▸ Your goal
Only the lines from the one containing "can u box the utility" through the last line of the material should be copied, exactly as written and without pictures.

"""

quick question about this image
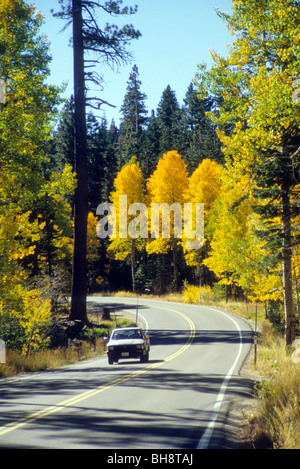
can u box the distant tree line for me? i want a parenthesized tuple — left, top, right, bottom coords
(49, 65, 224, 293)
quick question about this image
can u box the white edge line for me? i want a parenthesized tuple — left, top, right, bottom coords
(197, 308, 244, 449)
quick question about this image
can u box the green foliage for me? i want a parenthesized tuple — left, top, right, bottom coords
(0, 311, 26, 351)
(0, 0, 75, 351)
(119, 65, 148, 164)
(156, 85, 186, 155)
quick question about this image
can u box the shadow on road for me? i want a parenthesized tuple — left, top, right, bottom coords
(149, 328, 253, 346)
(0, 306, 255, 449)
(0, 365, 253, 449)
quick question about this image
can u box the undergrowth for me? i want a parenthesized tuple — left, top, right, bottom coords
(0, 314, 134, 379)
(243, 320, 300, 449)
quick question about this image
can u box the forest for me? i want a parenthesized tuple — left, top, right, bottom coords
(1, 0, 300, 354)
(52, 70, 224, 296)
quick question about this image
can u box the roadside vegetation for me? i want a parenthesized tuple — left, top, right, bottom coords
(241, 321, 300, 449)
(0, 302, 135, 379)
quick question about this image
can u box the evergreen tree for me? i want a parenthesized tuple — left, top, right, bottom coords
(184, 83, 223, 172)
(140, 110, 160, 177)
(156, 85, 187, 155)
(87, 113, 118, 207)
(119, 65, 148, 164)
(51, 97, 75, 172)
(108, 119, 119, 146)
(53, 0, 141, 322)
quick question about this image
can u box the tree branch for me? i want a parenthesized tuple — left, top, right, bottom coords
(85, 96, 116, 109)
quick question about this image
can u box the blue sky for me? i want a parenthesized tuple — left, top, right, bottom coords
(33, 0, 233, 125)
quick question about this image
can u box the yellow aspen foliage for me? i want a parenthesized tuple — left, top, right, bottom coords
(108, 157, 145, 290)
(203, 173, 282, 302)
(87, 212, 100, 264)
(184, 159, 224, 267)
(0, 208, 40, 307)
(183, 284, 214, 304)
(185, 159, 225, 217)
(146, 150, 189, 255)
(0, 0, 74, 348)
(146, 150, 189, 289)
(197, 1, 300, 342)
(108, 156, 145, 259)
(13, 289, 52, 356)
(147, 151, 188, 206)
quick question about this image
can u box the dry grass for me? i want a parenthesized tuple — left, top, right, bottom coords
(103, 290, 265, 324)
(110, 290, 185, 304)
(0, 340, 107, 379)
(241, 320, 300, 449)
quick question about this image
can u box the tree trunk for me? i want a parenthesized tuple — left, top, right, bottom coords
(69, 0, 88, 322)
(172, 239, 179, 291)
(281, 183, 295, 346)
(131, 238, 136, 292)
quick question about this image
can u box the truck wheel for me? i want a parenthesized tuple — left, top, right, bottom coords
(108, 356, 114, 365)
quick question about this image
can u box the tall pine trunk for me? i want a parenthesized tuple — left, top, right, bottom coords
(69, 0, 88, 322)
(281, 183, 295, 346)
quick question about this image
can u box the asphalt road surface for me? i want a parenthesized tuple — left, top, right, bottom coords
(0, 297, 253, 449)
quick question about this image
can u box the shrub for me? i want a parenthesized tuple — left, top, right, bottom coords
(183, 283, 214, 304)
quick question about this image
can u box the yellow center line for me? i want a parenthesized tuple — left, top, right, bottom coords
(0, 306, 196, 437)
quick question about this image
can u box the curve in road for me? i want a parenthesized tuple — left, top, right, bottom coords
(0, 297, 253, 449)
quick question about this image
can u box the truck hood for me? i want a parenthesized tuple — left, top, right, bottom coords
(107, 339, 144, 347)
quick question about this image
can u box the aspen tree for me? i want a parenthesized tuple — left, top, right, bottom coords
(108, 157, 145, 291)
(197, 0, 300, 345)
(146, 151, 189, 290)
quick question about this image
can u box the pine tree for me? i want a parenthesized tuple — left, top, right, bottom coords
(140, 110, 160, 177)
(53, 0, 141, 321)
(51, 97, 75, 172)
(119, 65, 148, 164)
(184, 83, 223, 172)
(86, 113, 118, 207)
(156, 85, 186, 155)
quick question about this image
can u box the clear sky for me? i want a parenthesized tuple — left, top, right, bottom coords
(33, 0, 233, 125)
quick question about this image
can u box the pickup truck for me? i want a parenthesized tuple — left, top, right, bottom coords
(106, 327, 150, 365)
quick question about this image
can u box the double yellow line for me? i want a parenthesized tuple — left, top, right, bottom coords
(0, 306, 196, 438)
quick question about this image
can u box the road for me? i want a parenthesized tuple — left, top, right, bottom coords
(0, 297, 253, 449)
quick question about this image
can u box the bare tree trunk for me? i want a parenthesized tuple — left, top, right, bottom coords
(69, 0, 88, 322)
(172, 239, 179, 291)
(281, 183, 295, 346)
(131, 239, 136, 292)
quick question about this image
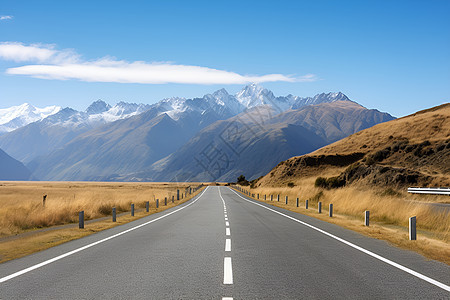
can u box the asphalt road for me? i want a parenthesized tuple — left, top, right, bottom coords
(0, 186, 449, 299)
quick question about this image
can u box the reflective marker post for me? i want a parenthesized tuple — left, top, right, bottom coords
(79, 211, 84, 229)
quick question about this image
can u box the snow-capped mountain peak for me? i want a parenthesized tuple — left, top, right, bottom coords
(312, 92, 350, 102)
(0, 103, 61, 133)
(236, 83, 291, 111)
(212, 88, 229, 98)
(85, 100, 111, 115)
(108, 102, 151, 117)
(236, 83, 264, 99)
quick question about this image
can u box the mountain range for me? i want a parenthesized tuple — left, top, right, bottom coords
(125, 100, 394, 182)
(0, 84, 395, 181)
(0, 101, 151, 163)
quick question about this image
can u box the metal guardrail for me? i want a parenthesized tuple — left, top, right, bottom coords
(408, 187, 450, 195)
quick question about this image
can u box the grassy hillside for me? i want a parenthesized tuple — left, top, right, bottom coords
(257, 103, 450, 188)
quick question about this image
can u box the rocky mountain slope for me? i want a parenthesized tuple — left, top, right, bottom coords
(0, 148, 31, 180)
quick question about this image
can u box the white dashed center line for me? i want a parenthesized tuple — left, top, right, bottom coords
(224, 257, 233, 284)
(219, 187, 234, 299)
(225, 238, 231, 252)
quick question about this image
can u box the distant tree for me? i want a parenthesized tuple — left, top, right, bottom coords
(237, 174, 249, 186)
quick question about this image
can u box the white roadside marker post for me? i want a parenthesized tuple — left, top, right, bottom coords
(365, 210, 370, 226)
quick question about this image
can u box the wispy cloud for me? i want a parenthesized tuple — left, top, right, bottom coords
(0, 42, 318, 85)
(0, 42, 80, 64)
(0, 15, 13, 21)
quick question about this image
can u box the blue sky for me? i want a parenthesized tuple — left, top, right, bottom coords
(0, 0, 449, 117)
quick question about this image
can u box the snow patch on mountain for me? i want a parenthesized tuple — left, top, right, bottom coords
(46, 100, 153, 127)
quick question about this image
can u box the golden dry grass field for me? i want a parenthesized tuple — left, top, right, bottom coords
(0, 181, 204, 263)
(234, 180, 450, 265)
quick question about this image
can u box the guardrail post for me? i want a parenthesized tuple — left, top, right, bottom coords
(131, 204, 135, 216)
(264, 194, 266, 201)
(318, 202, 322, 213)
(172, 195, 174, 203)
(112, 207, 116, 222)
(156, 199, 159, 208)
(165, 197, 167, 206)
(296, 197, 299, 207)
(277, 194, 280, 202)
(177, 190, 180, 200)
(285, 196, 288, 205)
(409, 216, 417, 240)
(329, 204, 333, 217)
(306, 199, 309, 209)
(146, 201, 149, 212)
(365, 211, 370, 226)
(271, 195, 273, 201)
(257, 194, 259, 199)
(79, 211, 84, 229)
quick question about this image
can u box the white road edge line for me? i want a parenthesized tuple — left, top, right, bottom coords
(0, 187, 210, 284)
(224, 257, 233, 284)
(229, 187, 450, 292)
(225, 238, 231, 252)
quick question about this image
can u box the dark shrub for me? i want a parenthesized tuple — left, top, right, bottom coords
(326, 176, 345, 188)
(315, 177, 328, 188)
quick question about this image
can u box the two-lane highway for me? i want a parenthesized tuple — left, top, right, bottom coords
(1, 186, 449, 299)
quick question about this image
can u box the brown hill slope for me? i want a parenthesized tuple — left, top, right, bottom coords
(256, 103, 450, 188)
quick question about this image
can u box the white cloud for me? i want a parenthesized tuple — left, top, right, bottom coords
(0, 42, 80, 64)
(0, 15, 13, 20)
(1, 42, 317, 85)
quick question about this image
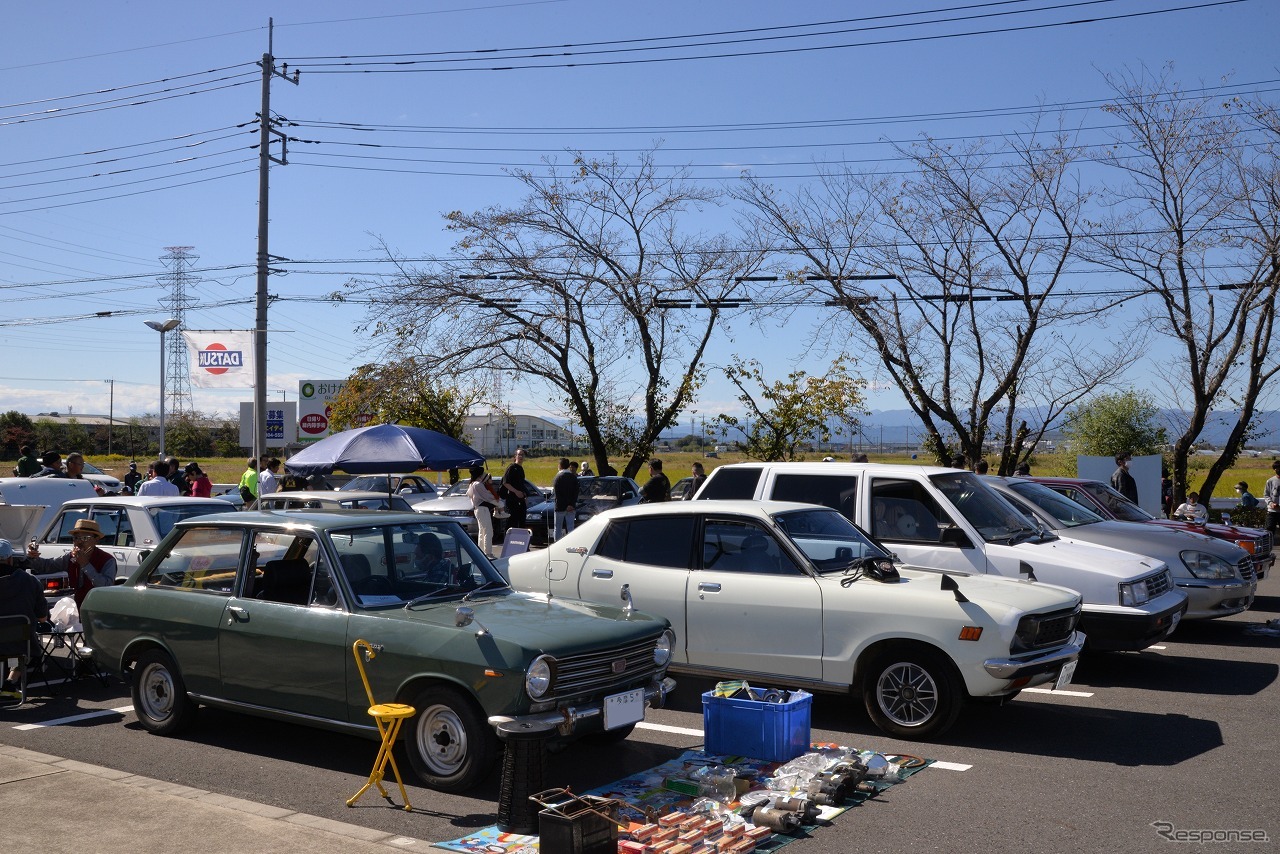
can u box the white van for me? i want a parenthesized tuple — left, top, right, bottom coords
(696, 462, 1188, 651)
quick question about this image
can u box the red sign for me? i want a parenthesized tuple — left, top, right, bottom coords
(300, 413, 328, 435)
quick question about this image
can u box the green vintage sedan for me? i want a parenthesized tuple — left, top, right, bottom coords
(82, 510, 676, 793)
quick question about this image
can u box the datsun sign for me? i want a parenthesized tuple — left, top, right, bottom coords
(182, 331, 253, 388)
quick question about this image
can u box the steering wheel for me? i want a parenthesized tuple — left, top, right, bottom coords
(354, 575, 395, 597)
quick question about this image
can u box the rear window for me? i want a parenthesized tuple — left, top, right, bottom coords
(596, 516, 696, 569)
(148, 504, 230, 538)
(771, 474, 858, 522)
(697, 467, 762, 500)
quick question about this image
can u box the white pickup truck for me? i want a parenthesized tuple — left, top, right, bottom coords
(696, 462, 1188, 651)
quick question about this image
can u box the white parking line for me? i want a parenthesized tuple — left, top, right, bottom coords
(12, 705, 134, 730)
(1023, 687, 1095, 697)
(635, 722, 970, 770)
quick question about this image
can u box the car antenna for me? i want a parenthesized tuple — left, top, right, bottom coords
(940, 574, 969, 603)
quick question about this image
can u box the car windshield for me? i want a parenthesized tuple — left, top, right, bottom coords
(147, 504, 232, 538)
(930, 472, 1041, 544)
(327, 519, 506, 609)
(82, 461, 107, 475)
(340, 496, 416, 511)
(1006, 481, 1105, 527)
(442, 480, 473, 497)
(773, 507, 889, 574)
(1079, 481, 1155, 522)
(580, 478, 624, 500)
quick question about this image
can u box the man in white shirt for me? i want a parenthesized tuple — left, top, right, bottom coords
(258, 458, 281, 496)
(136, 460, 180, 496)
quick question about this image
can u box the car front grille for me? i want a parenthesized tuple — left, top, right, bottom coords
(1256, 533, 1273, 558)
(551, 636, 660, 702)
(1238, 559, 1255, 584)
(1016, 605, 1080, 651)
(1144, 568, 1173, 599)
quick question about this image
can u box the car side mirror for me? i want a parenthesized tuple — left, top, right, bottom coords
(939, 525, 972, 548)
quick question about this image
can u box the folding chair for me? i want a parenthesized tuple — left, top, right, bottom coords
(346, 639, 415, 811)
(499, 528, 533, 558)
(0, 615, 33, 708)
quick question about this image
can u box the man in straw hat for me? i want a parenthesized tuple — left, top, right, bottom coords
(26, 519, 117, 607)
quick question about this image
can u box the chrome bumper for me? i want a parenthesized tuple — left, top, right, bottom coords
(488, 676, 677, 738)
(983, 631, 1086, 681)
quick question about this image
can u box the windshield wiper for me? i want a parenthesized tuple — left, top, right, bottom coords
(404, 588, 456, 608)
(463, 579, 510, 601)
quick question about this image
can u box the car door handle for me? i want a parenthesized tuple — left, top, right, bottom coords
(698, 582, 722, 593)
(226, 606, 248, 624)
(591, 568, 614, 579)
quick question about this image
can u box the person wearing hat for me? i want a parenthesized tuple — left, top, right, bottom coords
(0, 538, 51, 697)
(32, 451, 64, 478)
(123, 460, 142, 494)
(26, 519, 117, 607)
(1234, 481, 1258, 510)
(1111, 452, 1139, 504)
(185, 462, 212, 498)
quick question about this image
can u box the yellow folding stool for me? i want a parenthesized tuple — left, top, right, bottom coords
(347, 639, 416, 811)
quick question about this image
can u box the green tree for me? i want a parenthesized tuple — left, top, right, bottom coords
(327, 360, 484, 440)
(33, 419, 64, 455)
(211, 417, 242, 457)
(715, 357, 867, 461)
(64, 418, 91, 454)
(164, 413, 214, 458)
(0, 411, 35, 459)
(1061, 391, 1167, 459)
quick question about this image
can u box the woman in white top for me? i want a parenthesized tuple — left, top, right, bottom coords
(467, 467, 501, 557)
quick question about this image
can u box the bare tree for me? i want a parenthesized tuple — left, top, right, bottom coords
(1086, 67, 1279, 503)
(738, 124, 1132, 473)
(348, 151, 762, 479)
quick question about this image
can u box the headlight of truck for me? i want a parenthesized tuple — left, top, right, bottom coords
(526, 654, 555, 699)
(1119, 579, 1150, 606)
(1181, 550, 1236, 579)
(654, 629, 675, 669)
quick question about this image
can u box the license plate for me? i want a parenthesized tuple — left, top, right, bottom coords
(1169, 610, 1182, 633)
(1055, 659, 1077, 690)
(603, 688, 645, 730)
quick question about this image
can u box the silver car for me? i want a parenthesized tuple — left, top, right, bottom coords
(986, 476, 1256, 620)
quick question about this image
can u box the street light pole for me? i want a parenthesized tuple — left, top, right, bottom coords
(145, 319, 180, 458)
(104, 378, 114, 455)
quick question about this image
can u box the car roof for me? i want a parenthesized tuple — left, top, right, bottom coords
(264, 489, 402, 502)
(61, 496, 234, 508)
(583, 499, 831, 519)
(710, 460, 961, 477)
(176, 508, 438, 529)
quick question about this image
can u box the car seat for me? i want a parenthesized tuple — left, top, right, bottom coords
(255, 558, 312, 606)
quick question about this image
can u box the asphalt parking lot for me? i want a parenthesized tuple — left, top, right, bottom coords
(2, 573, 1276, 854)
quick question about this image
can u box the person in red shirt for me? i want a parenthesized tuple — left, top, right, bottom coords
(185, 462, 213, 498)
(26, 518, 117, 607)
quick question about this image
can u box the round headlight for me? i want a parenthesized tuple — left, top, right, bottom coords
(1180, 550, 1235, 580)
(654, 629, 675, 668)
(526, 655, 554, 699)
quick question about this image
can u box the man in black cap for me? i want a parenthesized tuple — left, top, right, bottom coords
(32, 451, 64, 477)
(123, 460, 142, 494)
(0, 538, 51, 698)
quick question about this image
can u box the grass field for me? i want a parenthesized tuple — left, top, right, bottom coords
(68, 449, 1280, 503)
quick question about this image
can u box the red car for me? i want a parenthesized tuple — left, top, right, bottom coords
(1030, 477, 1272, 581)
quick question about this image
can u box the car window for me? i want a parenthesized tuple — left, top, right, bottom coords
(245, 530, 334, 607)
(929, 472, 1037, 543)
(148, 504, 230, 538)
(871, 478, 951, 543)
(90, 508, 134, 547)
(696, 467, 761, 500)
(596, 516, 696, 569)
(1078, 481, 1154, 522)
(1007, 481, 1105, 526)
(144, 527, 246, 595)
(701, 518, 801, 575)
(52, 508, 90, 543)
(771, 474, 858, 523)
(329, 520, 504, 608)
(774, 507, 886, 573)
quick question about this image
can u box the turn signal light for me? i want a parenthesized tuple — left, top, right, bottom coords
(958, 626, 983, 641)
(484, 669, 503, 677)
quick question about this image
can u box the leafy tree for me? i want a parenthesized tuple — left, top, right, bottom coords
(715, 356, 867, 461)
(63, 418, 91, 454)
(327, 360, 483, 440)
(164, 413, 214, 458)
(1061, 391, 1167, 459)
(0, 411, 35, 459)
(737, 122, 1132, 475)
(1087, 66, 1280, 504)
(33, 419, 64, 455)
(211, 417, 243, 457)
(346, 150, 763, 480)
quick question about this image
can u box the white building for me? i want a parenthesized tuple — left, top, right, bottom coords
(464, 412, 573, 458)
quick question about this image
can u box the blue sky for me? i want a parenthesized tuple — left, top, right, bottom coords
(2, 0, 1276, 428)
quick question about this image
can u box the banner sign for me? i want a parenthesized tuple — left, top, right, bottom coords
(183, 331, 254, 388)
(239, 401, 297, 447)
(298, 380, 345, 443)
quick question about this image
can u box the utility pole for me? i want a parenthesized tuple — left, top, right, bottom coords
(104, 378, 114, 455)
(254, 17, 299, 463)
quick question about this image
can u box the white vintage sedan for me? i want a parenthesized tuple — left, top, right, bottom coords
(505, 500, 1086, 739)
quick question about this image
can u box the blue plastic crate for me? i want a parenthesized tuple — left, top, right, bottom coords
(701, 689, 812, 762)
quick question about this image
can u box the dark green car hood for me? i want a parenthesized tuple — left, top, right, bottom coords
(384, 590, 668, 656)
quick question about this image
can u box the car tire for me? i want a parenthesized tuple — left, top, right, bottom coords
(584, 722, 636, 745)
(862, 646, 962, 740)
(131, 649, 197, 736)
(405, 685, 497, 793)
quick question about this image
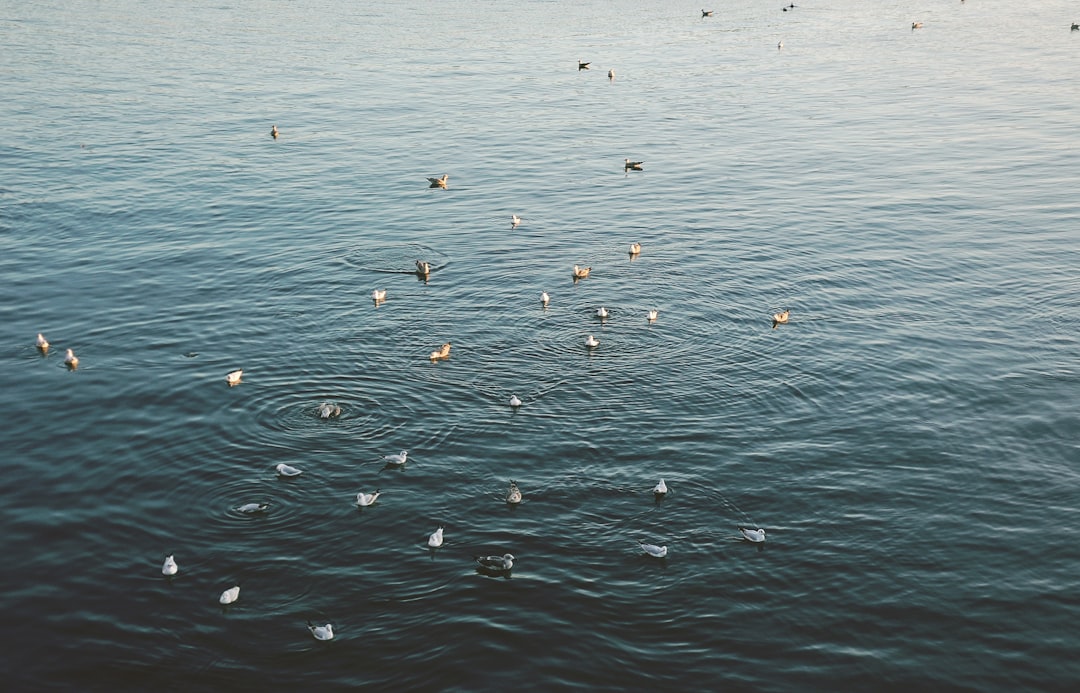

"""

▸ Output of the task
can u box the utility pole for me? i want a parenthesized tuple — left, top, right, bottom coords
(104, 378, 114, 455)
(254, 17, 299, 463)
quick question about this image
can u box the white vintage sedan for me? i want a parenthesized tuple — left, top, right, bottom coords
(505, 500, 1086, 739)
quick question about this image
can u box the blue plastic crate for me? i want a parenthesized tuple — left, top, right, bottom coords
(701, 689, 812, 762)
quick question about this image
can u box the dark green car hood for me? i want a parenthesized tuple — left, top, right, bottom coords
(384, 590, 668, 656)
quick question about this image
can u box the car tire for me? i want a parenthesized tuple — left, top, right, bottom coords
(584, 722, 636, 745)
(862, 646, 962, 740)
(131, 649, 197, 736)
(405, 685, 497, 793)
quick question about this image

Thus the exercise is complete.